■ SET PROBLEM 1:
Answer from the Ferrari 296 GTB guide:
(a) In what year was the 296 GTB launched?
(b) What nickname did Ferrari give the car's engine?
(c) About how many miles of all-electric running does the electric motor allow?
■ SET PROBLEM 2:
Carry on the Ferrari 296 GTB guide from its final sentence.

■ TEXT TO READ:
Buyer's Guide · June 1, 2026 · 8 min read
Ferrari 296 GTB Buyer's Guide: Sourcing Maranello's V6 Hybrid Masterpiece in Jacksonville
For decades, a Ferrari V6 was something to apologize for — the engine of the Dino, beloved but always a junior offering. The 296 GTB obliterated that history. Launched in 2022, it took a 3.0-litre twin-turbo V6 — the first six-cylinder in a road-going Ferrari to wear the badge directly — added a plug-in-hybrid electric motor, and produced 819 combined horsepower from what is, on paper, a 'small' car. The result is a machine that drives like a junior LaFerrari and that the motoring press has repeatedly praised as one of the finest-handling cars Ferrari has ever built. For Jacksonville and Northeast Florida buyers, it is the modern Ferrari that delivers genuine supercar theatre in a usable, beautifully sized package.
The engineering is genuinely significant. The 120-degree V6 layout allows the turbos to sit inside the vee for sharper response, and Ferrari nicknamed the engine the 'piccolo V12' for the way it revs and sounds. The electric motor fills the low-end torque gap and allows around 15 miles of silent, all-electric running — useful for slipping out of a Ponte Vedra neighborhood at dawn without waking the street. But make no mistake: the hybrid system here exists to make the car faster and sharper, not greener.

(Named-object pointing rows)
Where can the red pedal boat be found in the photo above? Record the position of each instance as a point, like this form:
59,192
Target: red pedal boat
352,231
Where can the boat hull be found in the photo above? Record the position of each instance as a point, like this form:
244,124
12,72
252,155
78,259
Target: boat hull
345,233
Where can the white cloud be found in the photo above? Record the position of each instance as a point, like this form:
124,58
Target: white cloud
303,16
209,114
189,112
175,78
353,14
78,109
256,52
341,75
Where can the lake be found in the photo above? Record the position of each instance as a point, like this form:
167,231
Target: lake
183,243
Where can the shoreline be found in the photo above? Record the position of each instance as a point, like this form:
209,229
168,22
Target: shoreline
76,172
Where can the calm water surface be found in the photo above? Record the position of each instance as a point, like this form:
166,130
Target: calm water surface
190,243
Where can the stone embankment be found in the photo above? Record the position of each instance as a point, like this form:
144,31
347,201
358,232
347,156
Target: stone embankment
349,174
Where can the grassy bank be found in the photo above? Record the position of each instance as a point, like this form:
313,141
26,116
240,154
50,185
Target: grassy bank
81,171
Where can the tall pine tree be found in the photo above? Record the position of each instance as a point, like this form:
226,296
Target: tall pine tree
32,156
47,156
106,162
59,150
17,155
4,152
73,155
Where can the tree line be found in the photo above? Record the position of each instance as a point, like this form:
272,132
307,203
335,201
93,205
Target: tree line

■ TASK OUTPUT 1:
(a) 2022
(b) The 'piccolo V12'
(c) Around 15 miles

■ TASK OUTPUT 2:
GTB, GTS, or Assetto Fiorano?
The 296 family is compact but the variants matter enormously to both character and value.
- 296 GTB: The coupe. Purer lines, slightly lighter, and the form most collectors gravitate toward. The default choice for the driver who wants the cleanest expression of the car.
- 296 GTS: The retractable-hardtop convertible. Open-top drama with the roof stowed in around 14 seconds, and arguably the more appealing car in the Florida climate. Commands a premium over the GTB.
- Assetto Fiorano package: The track-focused option, available on either body. It adds Multimatic dampers, a carbon-fibre door panel and rear screen, a lightweight Lexan rear window, special Michelin Cup 2 R tires, and unique livery options. AF cars carry a clear premium and meaningfully greater collectibility.
- Specification: Beyond the trim, the right paint, the carbon-fibre wheels, the carbon racing seats, and the front-axle lift system are the options that separate a desirable car from an ordinary one.
What to Inspect
The 296 is still a young car, which means originality and a spotless record are paramount. Insist on a complete Ferrari service history and a clean ownership and accident report — early, low-mileage examples carry premiums precisely because their provenance is unimpeachable. The single most important option to verify for Florida ownership is the front-axle lift: without it, every steep driveway and parking ramp becomes a chin-spoiler hazard. Inspect the front clamshell and splitter for stone chips and any sign of repair, check the carbon wheels (if fitted) for kerb damage, and confirm the hybrid battery and high-voltage system have no fault history. On a car this new, a single undisclosed paint panel can move the conversation significantly.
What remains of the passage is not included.